**Problem description:**
Look for the line that has "Provide one point per instance of the building" in the material below; please repeat it and every line after it, exactly, up to and including the line that has "Provide one point per instance of the pier support", and nothing else.

Source data Block Start

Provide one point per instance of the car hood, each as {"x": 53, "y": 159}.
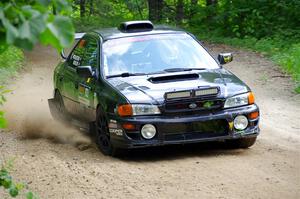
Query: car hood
{"x": 140, "y": 89}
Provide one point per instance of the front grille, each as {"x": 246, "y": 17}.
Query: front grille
{"x": 192, "y": 105}
{"x": 195, "y": 130}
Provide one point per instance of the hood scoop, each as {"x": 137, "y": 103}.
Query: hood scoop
{"x": 173, "y": 78}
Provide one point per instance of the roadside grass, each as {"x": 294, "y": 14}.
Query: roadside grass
{"x": 282, "y": 51}
{"x": 11, "y": 60}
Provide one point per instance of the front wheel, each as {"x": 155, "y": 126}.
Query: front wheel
{"x": 102, "y": 136}
{"x": 241, "y": 142}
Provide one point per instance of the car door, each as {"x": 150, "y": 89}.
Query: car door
{"x": 86, "y": 86}
{"x": 70, "y": 79}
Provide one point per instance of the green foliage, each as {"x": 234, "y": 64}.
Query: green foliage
{"x": 11, "y": 60}
{"x": 14, "y": 189}
{"x": 108, "y": 13}
{"x": 251, "y": 18}
{"x": 282, "y": 52}
{"x": 24, "y": 23}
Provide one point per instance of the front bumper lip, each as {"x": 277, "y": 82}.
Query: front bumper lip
{"x": 227, "y": 114}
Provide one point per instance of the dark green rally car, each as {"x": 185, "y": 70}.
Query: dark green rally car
{"x": 140, "y": 86}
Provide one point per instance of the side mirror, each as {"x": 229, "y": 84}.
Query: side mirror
{"x": 225, "y": 58}
{"x": 63, "y": 55}
{"x": 85, "y": 71}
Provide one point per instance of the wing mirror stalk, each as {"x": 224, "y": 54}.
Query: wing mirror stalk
{"x": 225, "y": 58}
{"x": 63, "y": 55}
{"x": 85, "y": 71}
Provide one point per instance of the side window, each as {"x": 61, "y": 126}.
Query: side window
{"x": 85, "y": 53}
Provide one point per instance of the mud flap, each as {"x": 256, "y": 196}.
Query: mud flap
{"x": 55, "y": 112}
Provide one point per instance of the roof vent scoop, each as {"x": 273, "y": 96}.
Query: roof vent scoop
{"x": 136, "y": 26}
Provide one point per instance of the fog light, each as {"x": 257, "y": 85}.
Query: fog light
{"x": 240, "y": 122}
{"x": 148, "y": 131}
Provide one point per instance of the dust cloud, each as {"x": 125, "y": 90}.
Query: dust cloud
{"x": 27, "y": 108}
{"x": 39, "y": 126}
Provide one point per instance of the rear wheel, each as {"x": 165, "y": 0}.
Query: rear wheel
{"x": 102, "y": 136}
{"x": 61, "y": 111}
{"x": 241, "y": 142}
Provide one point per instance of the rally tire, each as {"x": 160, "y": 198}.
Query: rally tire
{"x": 102, "y": 136}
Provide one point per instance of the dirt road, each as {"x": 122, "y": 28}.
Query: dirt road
{"x": 270, "y": 169}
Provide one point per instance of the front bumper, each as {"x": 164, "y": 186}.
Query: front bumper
{"x": 180, "y": 129}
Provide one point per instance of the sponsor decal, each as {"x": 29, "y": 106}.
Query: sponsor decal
{"x": 118, "y": 132}
{"x": 192, "y": 105}
{"x": 208, "y": 104}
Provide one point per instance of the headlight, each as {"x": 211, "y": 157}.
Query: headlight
{"x": 240, "y": 122}
{"x": 239, "y": 100}
{"x": 137, "y": 109}
{"x": 148, "y": 131}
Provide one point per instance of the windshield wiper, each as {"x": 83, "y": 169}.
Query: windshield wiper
{"x": 170, "y": 70}
{"x": 125, "y": 75}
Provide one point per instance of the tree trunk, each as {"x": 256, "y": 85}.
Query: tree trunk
{"x": 179, "y": 12}
{"x": 193, "y": 8}
{"x": 91, "y": 7}
{"x": 155, "y": 10}
{"x": 82, "y": 8}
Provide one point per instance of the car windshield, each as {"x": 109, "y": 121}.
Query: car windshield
{"x": 154, "y": 54}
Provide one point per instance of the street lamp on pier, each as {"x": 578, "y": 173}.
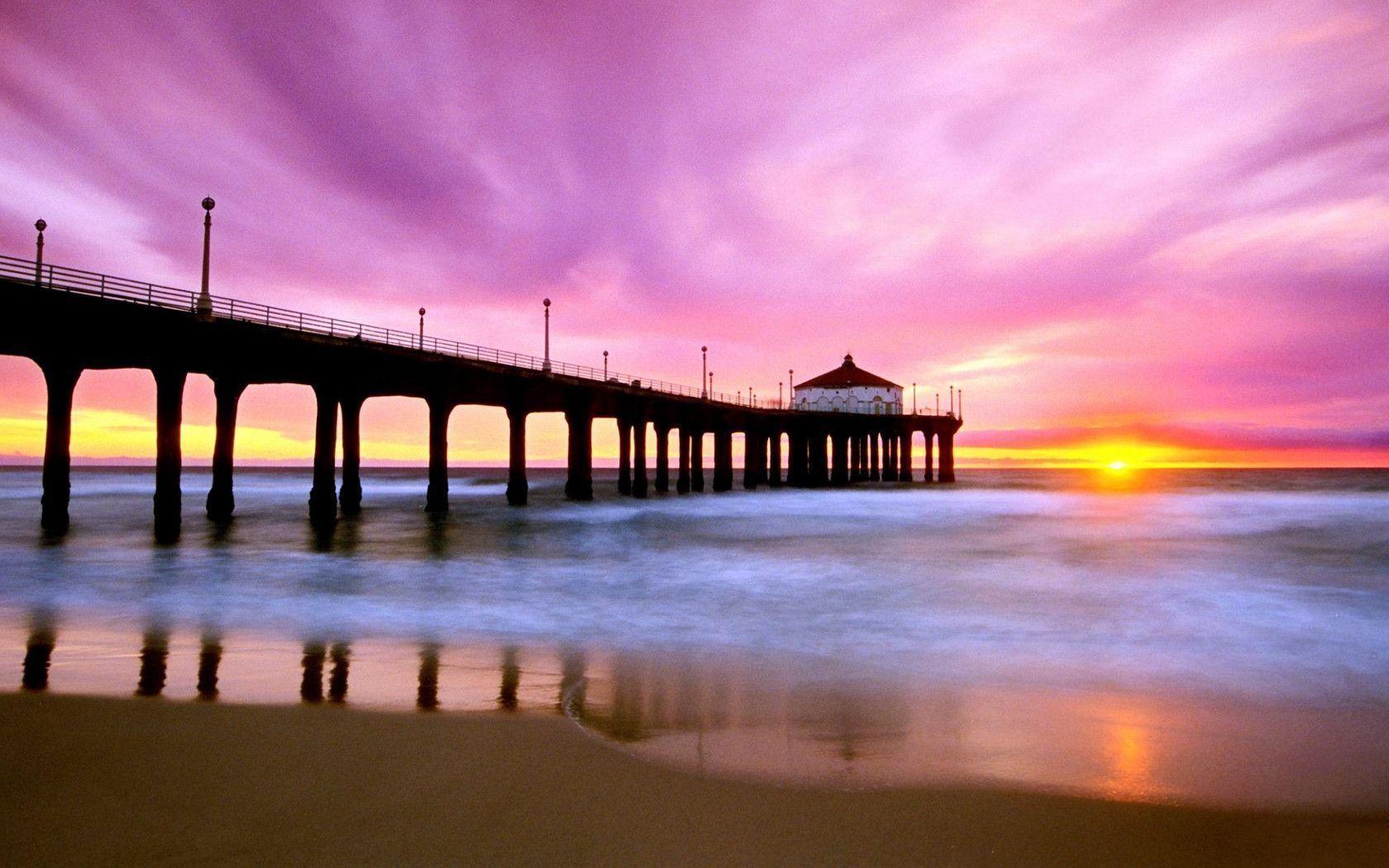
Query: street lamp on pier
{"x": 38, "y": 257}
{"x": 547, "y": 367}
{"x": 204, "y": 299}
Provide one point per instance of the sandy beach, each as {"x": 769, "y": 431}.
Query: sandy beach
{"x": 102, "y": 781}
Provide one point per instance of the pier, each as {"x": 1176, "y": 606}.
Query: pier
{"x": 69, "y": 321}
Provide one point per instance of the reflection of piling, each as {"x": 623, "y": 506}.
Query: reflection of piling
{"x": 312, "y": 686}
{"x": 38, "y": 656}
{"x": 428, "y": 698}
{"x": 155, "y": 660}
{"x": 208, "y": 659}
{"x": 338, "y": 680}
{"x": 573, "y": 685}
{"x": 510, "y": 680}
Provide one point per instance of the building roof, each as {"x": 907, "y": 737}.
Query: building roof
{"x": 846, "y": 375}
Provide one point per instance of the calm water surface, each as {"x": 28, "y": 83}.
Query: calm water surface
{"x": 1209, "y": 637}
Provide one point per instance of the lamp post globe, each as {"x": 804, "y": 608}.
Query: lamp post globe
{"x": 38, "y": 257}
{"x": 204, "y": 299}
{"x": 547, "y": 365}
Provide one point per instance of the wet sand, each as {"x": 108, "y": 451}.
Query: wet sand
{"x": 87, "y": 781}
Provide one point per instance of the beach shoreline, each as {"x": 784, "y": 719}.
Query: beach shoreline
{"x": 93, "y": 780}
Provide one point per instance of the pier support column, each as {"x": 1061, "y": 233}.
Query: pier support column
{"x": 349, "y": 496}
{"x": 169, "y": 453}
{"x": 752, "y": 461}
{"x": 221, "y": 503}
{"x": 819, "y": 460}
{"x": 57, "y": 447}
{"x": 518, "y": 490}
{"x": 663, "y": 459}
{"x": 723, "y": 460}
{"x": 580, "y": 482}
{"x": 437, "y": 496}
{"x": 798, "y": 460}
{"x": 624, "y": 457}
{"x": 639, "y": 482}
{"x": 682, "y": 478}
{"x": 322, "y": 498}
{"x": 839, "y": 474}
{"x": 696, "y": 460}
{"x": 946, "y": 455}
{"x": 794, "y": 451}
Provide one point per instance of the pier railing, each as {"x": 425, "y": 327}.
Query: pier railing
{"x": 61, "y": 278}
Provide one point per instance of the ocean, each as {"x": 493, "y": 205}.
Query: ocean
{"x": 1184, "y": 635}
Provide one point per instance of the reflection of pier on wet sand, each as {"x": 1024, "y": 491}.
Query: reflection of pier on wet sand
{"x": 747, "y": 718}
{"x": 136, "y": 781}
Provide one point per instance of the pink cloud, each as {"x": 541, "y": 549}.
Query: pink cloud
{"x": 1148, "y": 207}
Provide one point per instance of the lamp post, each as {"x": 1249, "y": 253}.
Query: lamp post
{"x": 38, "y": 257}
{"x": 547, "y": 367}
{"x": 204, "y": 300}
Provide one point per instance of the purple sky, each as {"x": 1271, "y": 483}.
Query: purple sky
{"x": 1160, "y": 221}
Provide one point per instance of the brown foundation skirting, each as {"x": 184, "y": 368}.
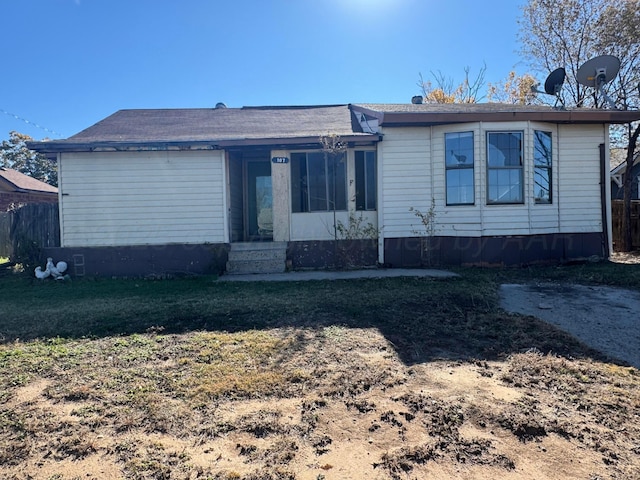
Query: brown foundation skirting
{"x": 522, "y": 250}
{"x": 157, "y": 261}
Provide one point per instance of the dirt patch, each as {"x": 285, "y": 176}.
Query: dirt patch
{"x": 605, "y": 318}
{"x": 352, "y": 410}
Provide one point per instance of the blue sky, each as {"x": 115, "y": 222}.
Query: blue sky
{"x": 67, "y": 64}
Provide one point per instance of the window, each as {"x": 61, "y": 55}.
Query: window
{"x": 365, "y": 180}
{"x": 542, "y": 167}
{"x": 459, "y": 168}
{"x": 318, "y": 182}
{"x": 504, "y": 167}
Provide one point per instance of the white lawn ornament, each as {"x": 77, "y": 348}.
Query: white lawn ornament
{"x": 40, "y": 274}
{"x": 56, "y": 271}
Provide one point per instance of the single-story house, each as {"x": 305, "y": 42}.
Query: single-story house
{"x": 618, "y": 171}
{"x": 18, "y": 189}
{"x": 403, "y": 185}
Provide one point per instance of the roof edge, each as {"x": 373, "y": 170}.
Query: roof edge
{"x": 65, "y": 146}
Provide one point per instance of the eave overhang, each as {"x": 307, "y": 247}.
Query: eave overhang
{"x": 560, "y": 116}
{"x": 51, "y": 147}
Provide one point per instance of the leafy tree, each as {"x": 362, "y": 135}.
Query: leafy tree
{"x": 566, "y": 33}
{"x": 14, "y": 154}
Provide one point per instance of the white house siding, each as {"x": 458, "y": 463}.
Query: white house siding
{"x": 412, "y": 173}
{"x": 579, "y": 172}
{"x": 142, "y": 198}
{"x": 404, "y": 173}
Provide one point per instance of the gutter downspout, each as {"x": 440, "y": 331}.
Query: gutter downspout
{"x": 605, "y": 201}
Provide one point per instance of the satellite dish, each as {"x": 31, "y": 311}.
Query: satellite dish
{"x": 554, "y": 81}
{"x": 598, "y": 71}
{"x": 553, "y": 84}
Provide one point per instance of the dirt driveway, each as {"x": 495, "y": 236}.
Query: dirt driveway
{"x": 604, "y": 318}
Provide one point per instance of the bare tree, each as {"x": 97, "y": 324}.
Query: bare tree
{"x": 444, "y": 90}
{"x": 566, "y": 33}
{"x": 515, "y": 89}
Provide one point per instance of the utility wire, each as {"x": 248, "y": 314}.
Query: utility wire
{"x": 17, "y": 117}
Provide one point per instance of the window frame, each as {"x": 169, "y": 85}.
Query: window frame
{"x": 306, "y": 204}
{"x": 548, "y": 167}
{"x": 366, "y": 198}
{"x": 505, "y": 168}
{"x": 459, "y": 167}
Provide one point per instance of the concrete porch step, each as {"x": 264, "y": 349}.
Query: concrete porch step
{"x": 257, "y": 257}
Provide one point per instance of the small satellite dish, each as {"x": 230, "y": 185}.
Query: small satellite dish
{"x": 598, "y": 71}
{"x": 554, "y": 81}
{"x": 553, "y": 84}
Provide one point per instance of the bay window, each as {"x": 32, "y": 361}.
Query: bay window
{"x": 505, "y": 168}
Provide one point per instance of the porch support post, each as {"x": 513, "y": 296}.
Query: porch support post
{"x": 280, "y": 184}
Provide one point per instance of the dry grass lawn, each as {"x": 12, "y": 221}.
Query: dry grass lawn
{"x": 385, "y": 379}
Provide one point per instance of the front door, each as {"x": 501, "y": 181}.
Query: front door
{"x": 259, "y": 201}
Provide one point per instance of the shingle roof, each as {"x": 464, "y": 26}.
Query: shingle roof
{"x": 219, "y": 124}
{"x": 21, "y": 182}
{"x": 296, "y": 125}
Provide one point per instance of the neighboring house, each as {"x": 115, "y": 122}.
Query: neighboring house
{"x": 153, "y": 191}
{"x": 18, "y": 189}
{"x": 618, "y": 171}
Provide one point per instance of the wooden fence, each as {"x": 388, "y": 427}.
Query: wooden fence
{"x": 29, "y": 228}
{"x": 616, "y": 220}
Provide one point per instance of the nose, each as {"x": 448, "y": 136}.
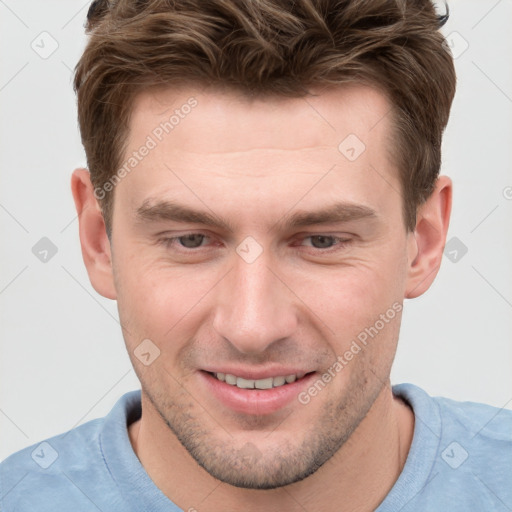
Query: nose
{"x": 254, "y": 306}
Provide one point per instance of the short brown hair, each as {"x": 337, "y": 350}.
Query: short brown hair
{"x": 268, "y": 47}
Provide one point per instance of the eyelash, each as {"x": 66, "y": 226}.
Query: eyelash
{"x": 168, "y": 242}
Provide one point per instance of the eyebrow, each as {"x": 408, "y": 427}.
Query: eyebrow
{"x": 159, "y": 210}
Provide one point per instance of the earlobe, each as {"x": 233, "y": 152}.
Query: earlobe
{"x": 95, "y": 244}
{"x": 427, "y": 243}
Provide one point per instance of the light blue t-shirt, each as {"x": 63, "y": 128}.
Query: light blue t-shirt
{"x": 460, "y": 460}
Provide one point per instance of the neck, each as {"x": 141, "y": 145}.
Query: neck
{"x": 358, "y": 477}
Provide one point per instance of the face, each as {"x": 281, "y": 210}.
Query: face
{"x": 260, "y": 242}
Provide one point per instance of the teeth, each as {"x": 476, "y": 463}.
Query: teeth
{"x": 268, "y": 383}
{"x": 244, "y": 383}
{"x": 230, "y": 379}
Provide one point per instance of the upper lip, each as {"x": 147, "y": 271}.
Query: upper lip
{"x": 257, "y": 374}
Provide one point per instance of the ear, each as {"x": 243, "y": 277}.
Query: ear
{"x": 95, "y": 244}
{"x": 426, "y": 243}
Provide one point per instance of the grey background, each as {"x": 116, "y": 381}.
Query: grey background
{"x": 63, "y": 360}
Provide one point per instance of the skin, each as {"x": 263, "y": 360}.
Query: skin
{"x": 253, "y": 163}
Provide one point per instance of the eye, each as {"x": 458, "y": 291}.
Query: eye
{"x": 327, "y": 242}
{"x": 189, "y": 241}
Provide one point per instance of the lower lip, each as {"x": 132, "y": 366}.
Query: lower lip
{"x": 255, "y": 401}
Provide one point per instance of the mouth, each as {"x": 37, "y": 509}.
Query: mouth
{"x": 254, "y": 396}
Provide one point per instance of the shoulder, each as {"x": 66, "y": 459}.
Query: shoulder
{"x": 60, "y": 470}
{"x": 469, "y": 451}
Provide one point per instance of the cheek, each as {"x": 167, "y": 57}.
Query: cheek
{"x": 156, "y": 301}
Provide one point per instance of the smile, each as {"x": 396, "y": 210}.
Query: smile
{"x": 268, "y": 383}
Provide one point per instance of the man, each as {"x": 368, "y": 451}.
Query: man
{"x": 263, "y": 193}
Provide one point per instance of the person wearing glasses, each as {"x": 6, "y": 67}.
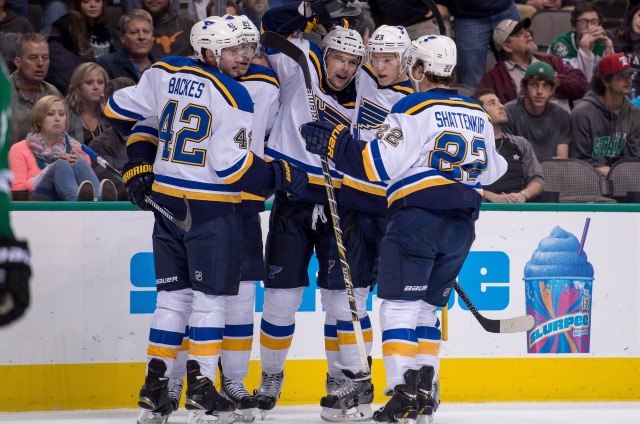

Source data Block End

**Worked solution:**
Provide one point per instance of the building roof, each as {"x": 907, "y": 737}.
Query: building roof
{"x": 846, "y": 375}
Provide one point per instance of the calm water surface, each as {"x": 28, "y": 83}.
Query: calm water surface
{"x": 1209, "y": 637}
Provide one point per instance of the lamp post globe, each as {"x": 804, "y": 608}.
Query: lamp post globe
{"x": 38, "y": 257}
{"x": 204, "y": 299}
{"x": 547, "y": 365}
Provide one point per instance of the wet sand, each as {"x": 108, "y": 451}.
Query: wet sand
{"x": 87, "y": 781}
Provide one point per instance of the beach shoreline, each as {"x": 784, "y": 719}.
Query: beach shoreline
{"x": 93, "y": 780}
Provide one point per instance of the pier support column, each as {"x": 1061, "y": 233}.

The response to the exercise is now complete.